SET EXERCISE – Copy the following lines word for word, keeping every one of them.

─── DATA LISTING

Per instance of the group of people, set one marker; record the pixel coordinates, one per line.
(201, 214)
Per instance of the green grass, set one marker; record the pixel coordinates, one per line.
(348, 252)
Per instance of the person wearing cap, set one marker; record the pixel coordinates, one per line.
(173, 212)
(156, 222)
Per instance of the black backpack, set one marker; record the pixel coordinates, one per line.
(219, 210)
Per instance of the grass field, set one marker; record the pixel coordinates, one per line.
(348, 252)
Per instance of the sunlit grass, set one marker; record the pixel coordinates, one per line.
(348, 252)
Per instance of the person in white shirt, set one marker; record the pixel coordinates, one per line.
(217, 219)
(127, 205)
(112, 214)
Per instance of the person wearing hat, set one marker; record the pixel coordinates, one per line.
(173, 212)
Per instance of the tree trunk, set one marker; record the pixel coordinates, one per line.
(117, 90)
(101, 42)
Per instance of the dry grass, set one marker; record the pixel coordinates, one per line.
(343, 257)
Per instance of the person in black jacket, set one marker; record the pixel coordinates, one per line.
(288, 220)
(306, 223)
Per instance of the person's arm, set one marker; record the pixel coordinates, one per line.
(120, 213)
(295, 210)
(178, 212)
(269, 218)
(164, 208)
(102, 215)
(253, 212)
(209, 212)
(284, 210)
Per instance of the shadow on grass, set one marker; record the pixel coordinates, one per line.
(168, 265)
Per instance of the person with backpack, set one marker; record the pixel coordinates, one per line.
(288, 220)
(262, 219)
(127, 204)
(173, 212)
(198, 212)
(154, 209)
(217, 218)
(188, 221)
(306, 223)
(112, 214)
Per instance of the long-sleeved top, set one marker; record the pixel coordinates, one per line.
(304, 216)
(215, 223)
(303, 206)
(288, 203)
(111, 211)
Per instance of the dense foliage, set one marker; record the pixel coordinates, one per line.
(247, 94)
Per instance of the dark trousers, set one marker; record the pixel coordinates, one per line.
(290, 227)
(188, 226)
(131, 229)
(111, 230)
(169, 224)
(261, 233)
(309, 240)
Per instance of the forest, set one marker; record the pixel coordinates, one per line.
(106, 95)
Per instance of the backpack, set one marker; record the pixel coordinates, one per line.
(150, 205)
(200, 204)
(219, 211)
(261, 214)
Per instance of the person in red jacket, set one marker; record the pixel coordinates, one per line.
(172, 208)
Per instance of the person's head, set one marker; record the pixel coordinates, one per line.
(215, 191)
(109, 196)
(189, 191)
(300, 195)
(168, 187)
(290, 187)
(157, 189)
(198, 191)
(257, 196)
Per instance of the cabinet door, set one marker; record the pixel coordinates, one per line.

──────

FULL OUTPUT –
Per instance of the group of people, set one marker; record the pixel coordinates, one per line.
(201, 214)
Per instance of the green grass, set one marker; record the pixel coordinates, one per line.
(348, 252)
Per instance of the person wearing cap, set one marker; record the pixel coordinates, one per line.
(173, 212)
(156, 222)
Per instance of the black backpack, set one marker; record the pixel coordinates, one per line.
(219, 210)
Per instance of the grass field, set one marker; record the pixel coordinates, one per line.
(348, 252)
Per instance of the sunlit grass, set one marker; record the pixel coordinates, one per line.
(348, 252)
Per instance of the person in white shirt, set one marker; record the pixel coordinates, one per line.
(217, 219)
(127, 205)
(112, 214)
Per instance of the person wearing hat, set one marker; record the pixel coordinates, one per line.
(173, 212)
Per instance of the tree trunk, set one marker; record the pixel coordinates, one per line.
(117, 90)
(101, 42)
Per instance of the dry grass, set one marker; record the pixel coordinates, one per line.
(343, 257)
Per instance of the person in black jacket, set one marker; record the pixel coordinates, one per line.
(288, 220)
(306, 223)
Per instance of the person's arm, set one marker; record the pixel coordinates, one per line.
(120, 213)
(295, 210)
(178, 212)
(269, 218)
(164, 208)
(102, 215)
(253, 212)
(209, 212)
(284, 210)
Per instance of the shadow on grass, set one marker; record the pixel coordinates, one per line.
(168, 265)
Per instance of the person with backpack, set one marker; record the pixel coordinates, one per line.
(288, 220)
(262, 219)
(127, 204)
(173, 212)
(198, 212)
(154, 209)
(217, 218)
(188, 221)
(306, 223)
(112, 214)
Per instance of the long-sleeved top, set one marker; record the pixel coordinates, one per line.
(304, 216)
(215, 223)
(303, 206)
(288, 203)
(111, 211)
Per instance of the dense foliage, set one marker; record the pixel coordinates, one per line.
(247, 94)
Per instance of the dark trousers, set one marker; record the pixel coordinates, one per line.
(290, 227)
(188, 226)
(131, 229)
(111, 230)
(169, 224)
(261, 233)
(309, 240)
Per instance of the forest, set one marker; record the pixel coordinates, one per line.
(106, 95)
Per instance of the backpack, set one marker; record the pixel coordinates, one per line.
(150, 205)
(200, 204)
(219, 211)
(261, 214)
Per instance of the person in red jacket, set one marker; record the pixel coordinates, one per line.
(172, 208)
Per instance of the person's head, set one marker; record the pixel coordinates, one per line.
(215, 191)
(109, 196)
(189, 191)
(300, 195)
(168, 187)
(290, 187)
(157, 189)
(198, 191)
(257, 196)
Per instance of the cabinet door, set one marker; record the pixel coordinates, one per line.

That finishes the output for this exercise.